• The problem:
In the passage on progressive big-city mayors below, transcribe the stretch from "Progressive mayors in" through "in preliminary voting.".

-- Document excerpt follows --

Progressive mayors in Boston and Los Angeles have been joined by Chicago’s Brandon Johnson, all hoping not only to change criminal justice but also spend more on affordable housing, child care, education, and other progressive polices. But these progressives (along with a significant number of centrist mayors) will face serious budget and political challenges that may forestall their ambitions.
Chicago’s progressive mayor-elect, Brandon Johnson, won a runoff against Paul Vallas by 2%. Vallas ran on tougher crime policies and against the city’s teachers’ union. In sharp contrast, Johnson was a teachers’ union organizer who in 2020 had supported a resolution to “redirect funds from policing and incarceration to pubic services.” In a polarized electorate, they faced each other by squeezing out incumbent mayor Lori Lightfoot in preliminary voting.
Commentator Ross Barkan says Johnson’s win is an “unambiguous” progressive win from an “ideological standpoint.” Johnson, soon to be sworn in, will direct America’s third largest city, joining progressive Karen Bass, who as the new mayor of Los Angeles now runs our second largest city.

-- Document excerpt concluded --
-- Supplied records follows --

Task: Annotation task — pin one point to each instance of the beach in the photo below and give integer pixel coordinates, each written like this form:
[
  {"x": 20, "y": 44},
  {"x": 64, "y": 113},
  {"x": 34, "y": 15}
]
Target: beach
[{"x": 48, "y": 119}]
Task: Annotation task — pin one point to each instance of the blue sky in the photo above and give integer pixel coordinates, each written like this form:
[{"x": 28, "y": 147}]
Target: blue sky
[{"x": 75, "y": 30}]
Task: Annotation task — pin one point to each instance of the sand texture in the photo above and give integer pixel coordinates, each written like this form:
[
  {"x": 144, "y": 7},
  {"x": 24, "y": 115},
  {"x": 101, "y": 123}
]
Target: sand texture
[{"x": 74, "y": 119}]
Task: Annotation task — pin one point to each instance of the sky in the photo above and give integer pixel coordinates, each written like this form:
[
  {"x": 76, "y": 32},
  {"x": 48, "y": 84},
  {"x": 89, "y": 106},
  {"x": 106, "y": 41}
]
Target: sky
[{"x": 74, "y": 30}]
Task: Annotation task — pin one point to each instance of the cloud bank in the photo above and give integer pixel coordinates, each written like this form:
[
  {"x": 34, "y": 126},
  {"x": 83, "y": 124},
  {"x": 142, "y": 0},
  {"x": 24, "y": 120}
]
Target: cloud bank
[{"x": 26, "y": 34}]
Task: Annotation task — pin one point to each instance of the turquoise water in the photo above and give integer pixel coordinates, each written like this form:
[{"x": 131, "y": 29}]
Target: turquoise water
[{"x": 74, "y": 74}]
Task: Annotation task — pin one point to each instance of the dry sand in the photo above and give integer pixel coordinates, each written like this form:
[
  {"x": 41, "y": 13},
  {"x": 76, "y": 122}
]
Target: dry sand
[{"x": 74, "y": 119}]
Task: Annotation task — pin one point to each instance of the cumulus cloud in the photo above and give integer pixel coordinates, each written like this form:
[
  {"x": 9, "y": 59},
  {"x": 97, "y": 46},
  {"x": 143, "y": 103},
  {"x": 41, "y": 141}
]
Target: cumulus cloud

-- Supplied records concluded --

• Exercise result:
Progressive mayors in Boston and Los Angeles have been joined by Chicago’s Brandon Johnson, all hoping not only to change criminal justice but also spend more on affordable housing, child care, education, and other progressive polices. But these progressives (along with a significant number of centrist mayors) will face serious budget and political challenges that may forestall their ambitions.
Chicago’s progressive mayor-elect, Brandon Johnson, won a runoff against Paul Vallas by 2%. Vallas ran on tougher crime policies and against the city’s teachers’ union. In sharp contrast, Johnson was a teachers’ union organizer who in 2020 had supported a resolution to “redirect funds from policing and incarceration to pubic services.” In a polarized electorate, they faced each other by squeezing out incumbent mayor Lori Lightfoot in preliminary voting.